◆ OBJECTIVE
Reproduce all of the records below with "smallest" substituted for every occurrence of "tightest", leaving all else unchanged. Omit the pictures from your answer.
──────── SUPPLIED DATA ────────
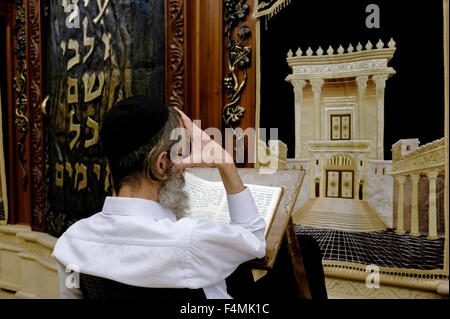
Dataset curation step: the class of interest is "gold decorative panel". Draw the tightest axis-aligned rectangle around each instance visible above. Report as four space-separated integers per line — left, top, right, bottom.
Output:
341 172 353 198
327 171 339 197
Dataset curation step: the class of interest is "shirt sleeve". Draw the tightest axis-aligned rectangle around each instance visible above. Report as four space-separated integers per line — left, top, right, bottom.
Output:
56 262 84 299
187 188 266 289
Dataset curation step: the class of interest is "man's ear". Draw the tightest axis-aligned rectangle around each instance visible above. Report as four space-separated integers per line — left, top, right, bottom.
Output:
156 151 169 175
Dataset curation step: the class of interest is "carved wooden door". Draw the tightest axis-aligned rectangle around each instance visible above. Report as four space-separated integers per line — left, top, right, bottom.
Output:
326 170 354 199
330 114 351 140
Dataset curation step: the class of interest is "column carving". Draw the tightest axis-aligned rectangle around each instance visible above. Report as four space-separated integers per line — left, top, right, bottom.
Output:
309 152 320 198
409 174 420 236
320 153 327 198
291 80 306 158
372 74 388 160
309 79 325 141
427 172 439 240
395 176 406 234
355 75 369 140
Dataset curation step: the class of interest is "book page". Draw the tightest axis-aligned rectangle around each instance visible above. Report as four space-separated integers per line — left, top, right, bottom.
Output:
246 184 282 228
185 173 283 238
184 173 226 221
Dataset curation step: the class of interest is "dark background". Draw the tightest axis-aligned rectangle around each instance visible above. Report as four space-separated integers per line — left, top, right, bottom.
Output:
44 0 165 237
261 0 444 160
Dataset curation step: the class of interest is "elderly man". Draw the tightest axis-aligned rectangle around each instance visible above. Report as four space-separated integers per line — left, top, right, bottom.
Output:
────────
◆ OUTPUT FOR THIS TASK
Dataset curation step: the class of interest is "gold decorative panel". Draw the smallest axis-aligned rectangle around each instance visible above. Report as four space-separated integers per line — left, top, right, bottom.
Output:
341 172 353 198
327 171 339 197
Dataset curation step: the class of interest is "shirt sleeve". Draw the smallest axis-aligned rectangle around each instance visible above. Report as four space-separated integers per line — left, top, right, bottom.
Output:
56 262 84 299
187 188 266 289
Dataset curation step: the class of interest is "man's ear". Draw the smallest axis-aligned rectangle around each instance visible above. Report as four space-separated integers per line — left, top, right, bottom.
Output:
156 151 169 175
Dataset curation step: the class of interest is "carved wooden door". Draw the smallest axis-aligned rectangle around each instance visible above. Report as four space-separated integers per line — left, top, right, bottom.
Output:
326 170 354 199
330 114 351 140
Dataset curation step: the class of interest is "column carving". Draw the smallest axis-aligned rectangle around each instance visible above. Report as four space-separated integers per line — left, top, right, bottom.
Output:
309 152 320 198
409 174 420 236
320 153 327 198
291 80 306 158
372 74 388 160
309 79 325 141
427 172 439 240
395 176 406 234
355 75 369 140
Dataset curation step: the class of interest is "book page". Draw the smallest axis-aligned rectangle around each instance visible above. Report as four space-separated integers per line — left, top, right, bottom.
Output:
246 184 282 228
185 173 283 238
184 173 226 221
Dataset curation step: the class of interest is "dark background". Draw the smallest axis-aligned rectangle around each instance visible above. Report as four space-separated integers per line — left, top, right, bottom.
Output:
44 0 165 237
261 0 444 160
Dataset curation step: the class of interest is "elderly man". Draw the smallest axis-aligned rectangle around each instance visible above. Report as four space-separated integers per line — left, top, right, bottom.
Output:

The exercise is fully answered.